**Brief:** Beginning at the line that contains "of the shaded", transcribe the remaining lines of the listing exactly; include the final line and omit everything before.

::::::::::

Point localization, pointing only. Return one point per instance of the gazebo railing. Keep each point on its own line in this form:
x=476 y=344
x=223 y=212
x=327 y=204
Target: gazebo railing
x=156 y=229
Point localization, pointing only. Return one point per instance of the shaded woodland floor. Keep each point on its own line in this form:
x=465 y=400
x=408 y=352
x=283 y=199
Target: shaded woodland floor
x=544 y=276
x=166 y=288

::::::::::

**The response:**
Point localization, pointing only. Return one point per instance of the shaded woodland floor. Keep each point on its own line in this form:
x=465 y=400
x=408 y=352
x=283 y=199
Target: shaded woodland floor
x=544 y=276
x=166 y=288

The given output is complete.